▶ _Your task_: From the items below, pull out every line that contains the string "shirt". Matching is case-sensitive.

═══ Records for the exercise ═══

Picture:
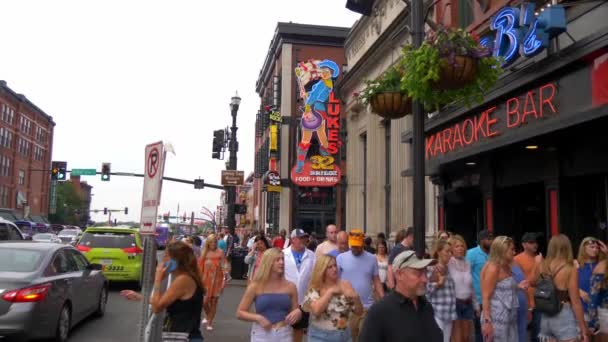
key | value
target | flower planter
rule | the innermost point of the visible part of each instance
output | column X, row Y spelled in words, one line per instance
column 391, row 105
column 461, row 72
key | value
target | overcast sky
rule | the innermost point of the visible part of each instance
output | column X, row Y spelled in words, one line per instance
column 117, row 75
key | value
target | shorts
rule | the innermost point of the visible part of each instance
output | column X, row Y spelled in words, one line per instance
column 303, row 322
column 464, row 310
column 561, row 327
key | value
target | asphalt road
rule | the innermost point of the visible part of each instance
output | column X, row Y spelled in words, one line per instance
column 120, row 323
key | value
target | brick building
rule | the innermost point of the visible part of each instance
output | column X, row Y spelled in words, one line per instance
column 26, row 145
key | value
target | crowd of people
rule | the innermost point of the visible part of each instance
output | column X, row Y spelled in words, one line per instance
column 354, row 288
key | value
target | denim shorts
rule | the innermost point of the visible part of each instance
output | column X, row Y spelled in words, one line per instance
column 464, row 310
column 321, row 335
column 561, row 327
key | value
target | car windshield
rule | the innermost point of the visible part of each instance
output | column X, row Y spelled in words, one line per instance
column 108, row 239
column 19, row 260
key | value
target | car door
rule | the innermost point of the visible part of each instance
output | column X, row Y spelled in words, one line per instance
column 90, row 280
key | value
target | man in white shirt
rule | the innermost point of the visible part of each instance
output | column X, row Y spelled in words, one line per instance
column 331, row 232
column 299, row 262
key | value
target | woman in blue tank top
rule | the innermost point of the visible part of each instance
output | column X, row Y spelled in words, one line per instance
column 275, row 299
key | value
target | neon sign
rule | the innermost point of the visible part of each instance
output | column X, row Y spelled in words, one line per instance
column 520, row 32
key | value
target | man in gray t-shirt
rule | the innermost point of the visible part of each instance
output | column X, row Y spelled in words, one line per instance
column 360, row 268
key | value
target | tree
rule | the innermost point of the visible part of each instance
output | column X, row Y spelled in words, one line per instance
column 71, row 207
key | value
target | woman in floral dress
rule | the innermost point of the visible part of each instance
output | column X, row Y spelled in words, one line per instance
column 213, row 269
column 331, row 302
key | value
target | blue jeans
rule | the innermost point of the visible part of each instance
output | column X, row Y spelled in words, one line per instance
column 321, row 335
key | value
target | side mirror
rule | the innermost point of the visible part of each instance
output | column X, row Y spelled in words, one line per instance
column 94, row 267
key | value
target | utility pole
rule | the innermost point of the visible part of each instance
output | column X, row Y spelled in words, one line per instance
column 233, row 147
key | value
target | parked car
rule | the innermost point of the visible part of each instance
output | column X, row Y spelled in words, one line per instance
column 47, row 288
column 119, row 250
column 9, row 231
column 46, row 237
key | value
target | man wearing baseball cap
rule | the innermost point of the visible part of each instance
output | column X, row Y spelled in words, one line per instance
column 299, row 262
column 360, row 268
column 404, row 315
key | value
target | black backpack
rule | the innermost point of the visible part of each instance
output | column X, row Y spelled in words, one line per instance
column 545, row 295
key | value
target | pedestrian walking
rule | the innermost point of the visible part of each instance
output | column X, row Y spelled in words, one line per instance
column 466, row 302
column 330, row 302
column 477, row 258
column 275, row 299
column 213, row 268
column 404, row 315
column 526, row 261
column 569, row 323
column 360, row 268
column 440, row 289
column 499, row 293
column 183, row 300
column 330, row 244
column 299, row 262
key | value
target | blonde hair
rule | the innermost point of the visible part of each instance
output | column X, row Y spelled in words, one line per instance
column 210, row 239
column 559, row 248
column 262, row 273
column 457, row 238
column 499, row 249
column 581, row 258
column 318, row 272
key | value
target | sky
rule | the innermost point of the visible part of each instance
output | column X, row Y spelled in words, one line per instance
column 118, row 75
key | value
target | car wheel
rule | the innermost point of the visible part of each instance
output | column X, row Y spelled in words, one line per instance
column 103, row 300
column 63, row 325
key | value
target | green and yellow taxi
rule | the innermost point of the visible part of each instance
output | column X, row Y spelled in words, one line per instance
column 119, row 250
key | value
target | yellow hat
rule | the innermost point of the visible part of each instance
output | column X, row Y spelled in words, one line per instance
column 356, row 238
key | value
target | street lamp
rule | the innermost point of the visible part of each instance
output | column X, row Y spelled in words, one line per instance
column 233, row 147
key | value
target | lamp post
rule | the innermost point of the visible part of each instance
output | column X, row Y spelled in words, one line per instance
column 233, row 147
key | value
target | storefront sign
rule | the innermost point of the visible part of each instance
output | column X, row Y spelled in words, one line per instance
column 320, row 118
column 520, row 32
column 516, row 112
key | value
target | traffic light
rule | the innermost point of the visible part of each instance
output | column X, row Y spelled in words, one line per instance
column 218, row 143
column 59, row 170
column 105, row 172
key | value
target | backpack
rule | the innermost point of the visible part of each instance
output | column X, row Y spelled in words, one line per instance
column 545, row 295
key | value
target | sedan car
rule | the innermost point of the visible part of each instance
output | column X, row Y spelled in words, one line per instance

═══

▶ _Result_:
target | man in white shirt
target | man in gray t-shirt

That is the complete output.